YOUR OBJECTIVE
For each statement (a), (b), and (c), state whether it agrees with the match summary below, answering yes or no and quoting the deciding words. (a) Agassi won more points in the match than Rostagno. (b) Rostagno serve-volleyed off every one of his serves. (c) This Wimbledon win gave Agassi his second Slam title.

TEXT
* * * * *

Andre Agassi beat Derrick Rostagno 6-3, 7-6(5), 7-5 in the Wimbledon third round, 1992 on grass
Agassi would go onto win the event for the only time, beating Goran Ivanisevic in the final. It would be his maiden Slam title. Rostagno had his best showing at the event the previous year in reaching the fourth round, beating Pete Sampras among others along the way
Agassi won 111 points, Rostagno 99
Rostagno serve-volleyed off all serves, with the exception of 1 second serve
Serve Stats
Agassi...
- 1st serve percentage (69/107) 64%
- 1st serve points won (51/69) 74%
- 2nd serve points won (24/38) 63%
- Aces 6
- Double Faults 2
- Unreturned Serve Percentage (38/107) 36%
Rostagno...
- 1st serve percentage (66/103) 64%
- 1st serve points won (48/66) 73%
- 2nd serve points won (19/37) 51%
- Aces 12 (1 second serve)
- Double Faults 5
- Unreturned Serve Percentage (41/103) 40%
Serve Patterns
Agassi served...
- to FH 33%
- to BH 67%
Rostagno served...
- to FH 35%
- to BH 58%
- to Body 7%
Return Stats
Agassi made...
- 57 (20 FH, 37 BH)
- 7 Winners (3 FH, 4 BH)
- 29 Errors, all forced...
- 29 Forced (7 FH, 22 BH)
- Return Rate (57/98) 58%
Rostagno made...
- 67 (19 FH, 48 BH), including 1 runaround FH & 7 return-approaches
- 1 Winner (1 FH)
- 32 Errors, comprising...
- 26 Unforced (14 FH, 12 BH)
- 6 Forced (2 FH, 4 BH)
- Return Rate (67/105) 64%
Break Points
Agassi 3/6 (4 games)
Rostagno 1/4 (4 games)
Winners (including returns, excluding serves)
Agassi 23 (8 FH, 11 BH, 1 FHV, 3 BHV)
Rostagno 28 (2 FH, 3 BH, 14 FHV, 1 FH1/2V, 6 BHV, 2 OH)
Agassi had 16 passes - 7 returns (3 FH, 4 BH) & 9 regular (2 FH, 7 BH)

* * * * *

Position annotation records
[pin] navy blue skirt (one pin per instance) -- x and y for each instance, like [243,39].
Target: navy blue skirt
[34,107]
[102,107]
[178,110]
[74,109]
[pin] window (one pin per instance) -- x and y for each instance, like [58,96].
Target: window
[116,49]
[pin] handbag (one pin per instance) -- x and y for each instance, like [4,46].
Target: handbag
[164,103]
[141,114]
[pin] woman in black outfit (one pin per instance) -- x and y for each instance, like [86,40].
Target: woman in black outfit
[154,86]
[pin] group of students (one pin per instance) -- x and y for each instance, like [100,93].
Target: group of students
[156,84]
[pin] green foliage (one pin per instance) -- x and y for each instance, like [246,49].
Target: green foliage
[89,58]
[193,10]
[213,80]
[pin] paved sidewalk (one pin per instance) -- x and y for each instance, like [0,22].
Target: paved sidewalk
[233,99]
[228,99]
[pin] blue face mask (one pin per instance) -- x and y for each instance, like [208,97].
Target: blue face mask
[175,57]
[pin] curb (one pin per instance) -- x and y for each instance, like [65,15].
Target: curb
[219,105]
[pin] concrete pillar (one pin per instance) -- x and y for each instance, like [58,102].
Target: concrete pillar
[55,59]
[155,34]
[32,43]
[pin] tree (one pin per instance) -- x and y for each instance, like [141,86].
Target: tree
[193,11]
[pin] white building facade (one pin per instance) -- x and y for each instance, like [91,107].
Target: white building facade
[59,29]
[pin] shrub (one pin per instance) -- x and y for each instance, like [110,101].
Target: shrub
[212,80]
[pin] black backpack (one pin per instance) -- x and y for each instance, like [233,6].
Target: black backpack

* * * * *

EXPECTED ANSWER
(a) Yes: "Agassi won 111 points, Rostagno 99"
(b) No: "with the exception of 1 second serve"
(c) No: "It would be his maiden Slam title."